■ WHAT IS ASKED
Transcribe the whole listing below without changing a word, but leave out every image.

•••

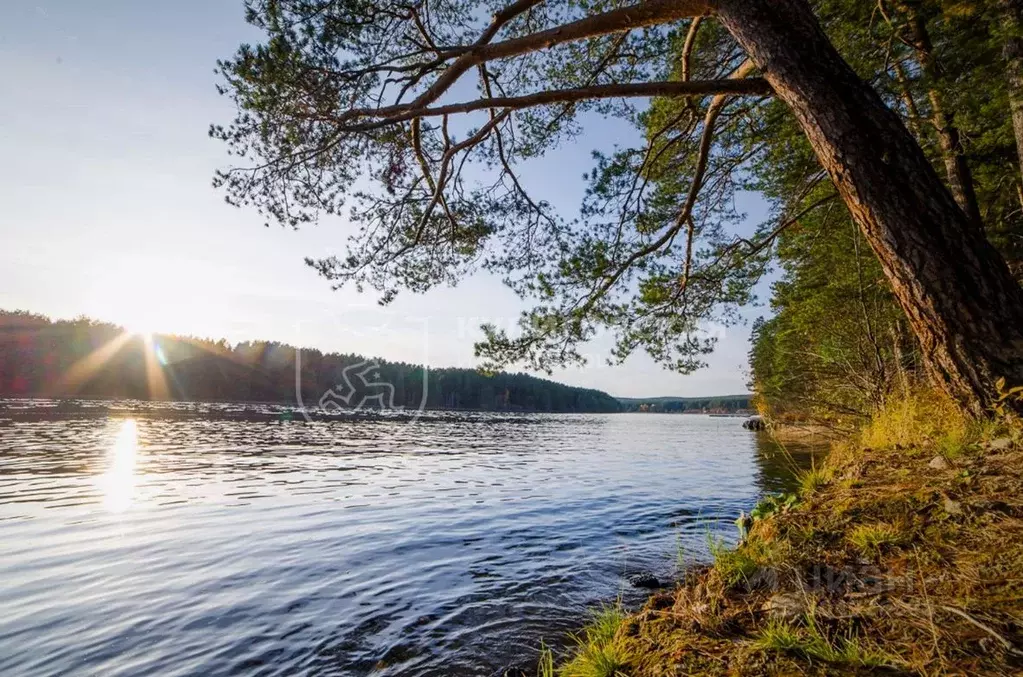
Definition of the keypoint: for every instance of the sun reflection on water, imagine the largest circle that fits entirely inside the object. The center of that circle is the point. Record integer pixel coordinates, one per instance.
(118, 482)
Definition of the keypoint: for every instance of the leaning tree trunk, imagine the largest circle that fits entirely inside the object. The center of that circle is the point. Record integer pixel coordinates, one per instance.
(952, 153)
(961, 301)
(1012, 25)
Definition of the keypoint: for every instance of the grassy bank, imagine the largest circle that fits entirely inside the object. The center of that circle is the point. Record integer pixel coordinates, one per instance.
(903, 553)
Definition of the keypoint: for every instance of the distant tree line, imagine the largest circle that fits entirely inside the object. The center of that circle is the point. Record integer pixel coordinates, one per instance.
(724, 404)
(85, 358)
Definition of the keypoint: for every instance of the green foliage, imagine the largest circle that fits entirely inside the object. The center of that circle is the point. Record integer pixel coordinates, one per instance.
(814, 478)
(724, 404)
(737, 565)
(545, 666)
(330, 123)
(811, 642)
(837, 346)
(773, 504)
(598, 653)
(1004, 406)
(39, 355)
(871, 539)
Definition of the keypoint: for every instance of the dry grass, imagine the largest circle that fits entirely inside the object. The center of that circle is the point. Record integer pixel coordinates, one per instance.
(887, 561)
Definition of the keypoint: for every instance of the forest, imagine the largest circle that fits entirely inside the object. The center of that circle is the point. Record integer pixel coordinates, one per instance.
(887, 138)
(716, 405)
(85, 358)
(837, 346)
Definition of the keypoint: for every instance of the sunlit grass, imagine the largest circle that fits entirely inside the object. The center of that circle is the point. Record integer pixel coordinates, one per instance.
(810, 642)
(872, 539)
(599, 653)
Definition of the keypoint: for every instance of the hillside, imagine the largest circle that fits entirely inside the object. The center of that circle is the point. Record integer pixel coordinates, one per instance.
(84, 358)
(718, 404)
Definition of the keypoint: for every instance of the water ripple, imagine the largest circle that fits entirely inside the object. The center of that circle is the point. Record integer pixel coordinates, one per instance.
(175, 546)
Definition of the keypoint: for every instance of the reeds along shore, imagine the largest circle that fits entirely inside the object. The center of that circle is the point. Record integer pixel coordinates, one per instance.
(903, 552)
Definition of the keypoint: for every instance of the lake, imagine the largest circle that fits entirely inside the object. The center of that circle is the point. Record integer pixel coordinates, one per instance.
(453, 545)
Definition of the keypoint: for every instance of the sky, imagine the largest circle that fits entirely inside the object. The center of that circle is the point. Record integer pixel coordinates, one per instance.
(107, 209)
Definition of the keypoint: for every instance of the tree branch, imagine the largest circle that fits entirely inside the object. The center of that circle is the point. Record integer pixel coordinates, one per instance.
(397, 114)
(652, 12)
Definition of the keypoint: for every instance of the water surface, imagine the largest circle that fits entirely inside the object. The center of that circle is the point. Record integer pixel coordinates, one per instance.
(151, 545)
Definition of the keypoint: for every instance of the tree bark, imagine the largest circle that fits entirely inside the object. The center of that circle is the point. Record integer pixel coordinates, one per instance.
(949, 138)
(1012, 24)
(955, 289)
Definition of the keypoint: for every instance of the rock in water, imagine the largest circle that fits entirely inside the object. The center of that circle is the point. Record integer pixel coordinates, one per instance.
(643, 580)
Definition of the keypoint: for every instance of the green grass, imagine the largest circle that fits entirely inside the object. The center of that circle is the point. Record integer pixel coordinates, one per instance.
(813, 479)
(736, 565)
(545, 668)
(810, 642)
(598, 653)
(872, 539)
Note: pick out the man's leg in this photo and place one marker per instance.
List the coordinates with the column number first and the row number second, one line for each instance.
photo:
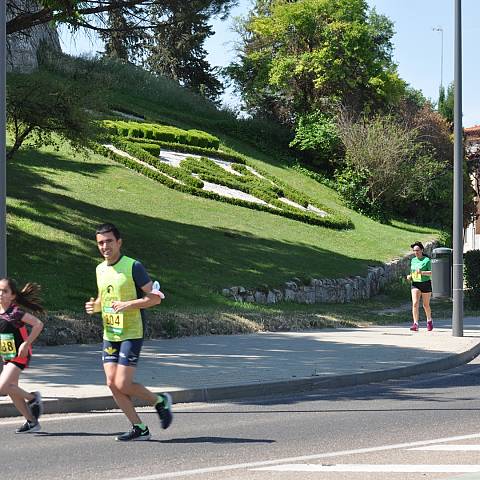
column 121, row 398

•••

■ WRITTEN SOLUTION
Definition of the keypoint: for every instance of the sun reflection on water, imagine the largest circle that fits entirely inside the object. The center of that circle is the point. Record integer pixel coordinates, one per instance.
(118, 482)
Definition of the keypoint: for every instance of the leaning tree trunk, imagine the largest circle that fits entirely inside the object. The center of that circle is the point. Record integer pixel coordinates, one per instance.
(952, 153)
(961, 301)
(1012, 25)
Definition of the keypoint: for every instance of the grassy bank, imagine the largest circle that fits entirely inside the object. The center of that circle is the point. Record integer pixel coordinates, one per instance.
(903, 553)
Definition of the keypoint: for every instance of the distant tree line, imagine the largest circle that fits entirely inside the object. The center of that circle is the point. Record integer pixel coordinates, one per instance.
(724, 404)
(85, 358)
Definition of the keypoint: for every instance of the green foliage, imagine the largest circle that fits entirely inside the object. The center of that circle is the point. Record integer pixel coordinates, one per instance.
(814, 478)
(724, 404)
(737, 565)
(545, 666)
(330, 123)
(811, 642)
(837, 346)
(773, 504)
(598, 653)
(1004, 406)
(39, 355)
(871, 539)
Definition of the keypoint: for every instance of the dry grass, imagine the largest circle that fits entirely inside the object. The center of that circle is the point. Record integer pixel coordinates, one per instance.
(887, 561)
Definition of the keypoint: for every instance of the forest, imagine the largest circle that fits entirely inside the object. The center of that circle is the point. Record integer pixel coordinates, one per instance.
(887, 138)
(716, 405)
(85, 358)
(837, 346)
Definition of the keypoint: for every instance of the sunlit grass, imagine the largest circle that fits entirely inside the object. The center of that circle is the point. Record integer pixel coordinates, one per instance.
(810, 642)
(872, 539)
(599, 653)
Definition of the keypoint: for every instance of the hillside, imagine the largest circle that fits entirely inside the object. The center of that circle is the point. Record integer pixel coordinates, one per instance.
(84, 358)
(718, 404)
Definition of the keypoint: for every instance of the water ripple, imagine the largest circle that fits entirely inside the object. The center of that circle is the point. Record integer pixel coordinates, one per instance.
(175, 546)
Definition of the keypoint: for every instance of the reeds along shore, imagine the largest circle that fits entirely inside the object. The center of that circle is the point. Record integer pixel coordinates, one per instance.
(903, 552)
Definition of the keypoint: for every instance of the lake, imagine the largest circle that fits entirely inside the object. The center of that circle is the point. Record integer pixel coordinates, one per instance.
(453, 545)
Definition of the keypoint: for every instance of the sky, imagine the largest circle that fits entirely inside the object. The center of that circle is the point. Record integer pixel coordinates, one per instance.
(107, 209)
Definition of the keypoint: for every instance of the tree branch, imagine the largest circle that fits entirely inside the object. The center of that circle is the point. Record integer pixel coordinates, one per instance.
(397, 114)
(652, 12)
Definition of the keypoint: for every instance of the water surface, imagine the largest circle that fits entirely inside the object. The center of that circle is the point. Record integer pixel coordinates, one per instance.
(151, 545)
Definition of the keypoint: for every instance of the tree bark, imagine the largest circle that fits entirely inside the object. The center of that circle is the point. Record integer pixel coordinates, one per instance.
(949, 138)
(1012, 24)
(955, 289)
Definition of the keypoint: for every instance of the rock in water, imagine the largest circle that fits entirely inside the object. The center of that circle is the point. Record integer pixel coordinates, one per instance.
(643, 580)
Definition of the keypoint: for every instance of the green grass, imagine the largest circle that fits entirely inside the object. The center of that circle is the point. Record integer pixel coordinates, one per instance.
(813, 479)
(736, 565)
(545, 668)
(810, 642)
(598, 653)
(872, 539)
Note: pick out the man's leg in this photo and place one marker per instance.
List the coordinates with the column number first and the row number second, one line for each instance.
photo:
column 121, row 398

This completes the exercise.